▶ _Extract to read_:
··········
Love languages aren’t always naturally in sync.
But now, my daughters touch me all the time—or I have to touch them by changing diapers, tying shoes, bathing them, brushing hair. Therefore, by the end of the day, I crave peace and quiet and space. But needing this space doesn’t mean I don’t need or love my children. Needing space simply means I need to refill the well before I begin to pour out again.
Remaining filled with Jesus’ love has become crucial for loving my children well. It has also become crucial for loving my spouse the way he deserves.
The other night, we had a discussion about an imminent medical event that we’ve been facing for over a year. I ended up crying and running out of our apartment into the adjacent warehouse (a different warehouse apartment from the one where we started).
Still crying, I sat down on a large box protecting our new house’s front door, and I expected my husband to come running out after me.
I wondered why, and then I had a flashback to the year we started dating. Our late supper had not digested well. Despite having sipped gas station Sprite, I jumped out of my boyfriend’s Jeep as soon as he parked and threw up in my parents’ bushes.
··········
▶ _Record excerpts_:
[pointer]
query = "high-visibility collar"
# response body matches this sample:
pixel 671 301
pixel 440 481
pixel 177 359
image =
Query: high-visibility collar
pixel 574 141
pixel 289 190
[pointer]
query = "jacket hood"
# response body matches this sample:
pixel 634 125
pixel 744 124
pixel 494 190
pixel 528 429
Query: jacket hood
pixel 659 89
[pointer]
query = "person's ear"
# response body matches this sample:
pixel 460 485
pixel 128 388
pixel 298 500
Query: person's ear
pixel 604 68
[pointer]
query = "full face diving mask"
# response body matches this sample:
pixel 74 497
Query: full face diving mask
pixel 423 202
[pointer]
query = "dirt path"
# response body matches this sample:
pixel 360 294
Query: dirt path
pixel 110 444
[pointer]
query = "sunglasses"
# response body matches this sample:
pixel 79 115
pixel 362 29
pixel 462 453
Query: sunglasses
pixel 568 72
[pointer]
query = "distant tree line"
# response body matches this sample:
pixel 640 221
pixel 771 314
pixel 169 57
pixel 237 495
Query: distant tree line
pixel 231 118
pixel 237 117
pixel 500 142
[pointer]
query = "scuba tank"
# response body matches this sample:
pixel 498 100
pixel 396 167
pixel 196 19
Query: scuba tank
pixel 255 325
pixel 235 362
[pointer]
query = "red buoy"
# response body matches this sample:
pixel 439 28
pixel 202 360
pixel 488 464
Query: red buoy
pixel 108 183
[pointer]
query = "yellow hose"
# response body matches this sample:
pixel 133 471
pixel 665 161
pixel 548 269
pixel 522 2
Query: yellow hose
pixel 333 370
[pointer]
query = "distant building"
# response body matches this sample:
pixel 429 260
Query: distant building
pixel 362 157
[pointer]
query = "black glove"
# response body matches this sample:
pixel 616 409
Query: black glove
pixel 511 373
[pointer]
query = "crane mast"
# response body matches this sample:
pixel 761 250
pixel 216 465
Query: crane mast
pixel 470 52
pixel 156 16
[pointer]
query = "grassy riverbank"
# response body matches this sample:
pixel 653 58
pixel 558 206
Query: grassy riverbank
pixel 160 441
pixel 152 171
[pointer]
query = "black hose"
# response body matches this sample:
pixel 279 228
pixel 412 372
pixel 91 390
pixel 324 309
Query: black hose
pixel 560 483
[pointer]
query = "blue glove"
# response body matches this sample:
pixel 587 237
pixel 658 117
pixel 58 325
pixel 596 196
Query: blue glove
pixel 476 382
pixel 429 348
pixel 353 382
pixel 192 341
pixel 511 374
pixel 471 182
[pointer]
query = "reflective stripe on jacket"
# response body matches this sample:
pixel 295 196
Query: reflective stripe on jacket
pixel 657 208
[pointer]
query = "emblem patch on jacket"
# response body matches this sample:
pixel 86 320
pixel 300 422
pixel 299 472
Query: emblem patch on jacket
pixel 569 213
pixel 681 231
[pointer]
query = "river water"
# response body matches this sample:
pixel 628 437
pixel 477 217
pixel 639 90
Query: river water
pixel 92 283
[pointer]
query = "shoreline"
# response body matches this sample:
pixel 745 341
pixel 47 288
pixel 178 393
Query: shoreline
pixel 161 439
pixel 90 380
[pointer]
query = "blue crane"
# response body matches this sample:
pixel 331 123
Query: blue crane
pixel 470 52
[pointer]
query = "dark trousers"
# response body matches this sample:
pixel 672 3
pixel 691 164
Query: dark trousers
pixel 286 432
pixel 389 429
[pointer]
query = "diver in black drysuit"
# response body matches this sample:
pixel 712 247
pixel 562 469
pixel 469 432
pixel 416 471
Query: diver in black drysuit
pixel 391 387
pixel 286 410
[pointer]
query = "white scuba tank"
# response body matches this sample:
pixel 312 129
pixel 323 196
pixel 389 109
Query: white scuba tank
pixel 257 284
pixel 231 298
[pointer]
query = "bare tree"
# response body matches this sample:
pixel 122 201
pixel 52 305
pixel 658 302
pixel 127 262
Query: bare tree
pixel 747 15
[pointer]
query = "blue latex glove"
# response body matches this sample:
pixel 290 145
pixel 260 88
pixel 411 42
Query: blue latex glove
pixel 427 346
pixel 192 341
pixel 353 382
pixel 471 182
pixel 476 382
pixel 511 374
··········
▶ _Tasks and exercises_:
(a) Quote the passage on love languages word for word, starting at "But now, my" and ending at "where we started).".
(b) In the passage on love languages, what did the writer sit on after running out into the adjacent warehouse?
(c) Proceed with the passage on love languages, picking up right after its last sentence.
The items are separate material, unrelated to the passage on love languages.

▶ _Answers by item number_:
(a)
But now, my daughters touch me all the time—or I have to touch them by changing diapers, tying shoes, bathing them, brushing hair. Therefore, by the end of the day, I crave peace and quiet and space. But needing this space doesn’t mean I don’t need or love my children. Needing space simply means I need to refill the well before I begin to pour out again.
Remaining filled with Jesus’ love has become crucial for loving my children well. It has also become crucial for loving my spouse the way he deserves.
The other night, we had a discussion about an imminent medical event that we’ve been facing for over a year. I ended up crying and running out of our apartment into the adjacent warehouse (a different warehouse apartment from the one where we started).

(b) A large box protecting the new house's front door.

(c)
I expected my boyfriend to hold my hair and rub my back while I wretched. Instead, he darted into the house and closed the door, honoring me by giving me space the way he would have wanted if the roles had been reversed.
But if the roles had been reversed, you’d better believe I would have tried rubbing his back and holding his hand, which would have been utterly comical, knowing him like I do now.
Outside my parents’ house, in front of the bushes, I was a 5’2’’ nineteen-year-old girl flooded with righteous indignation. I wiped my mouth on the back of my hand and marched inside, up the stairs into the den. Hands on my hips, I demanded to know why my boyfriend had left.
He looked absolutely startled. “I thought that’s what you’d like.”
That experience, and his response, foreshadowed our marital journey. It was also the first time I understood we don’t always speak each other’s love languages.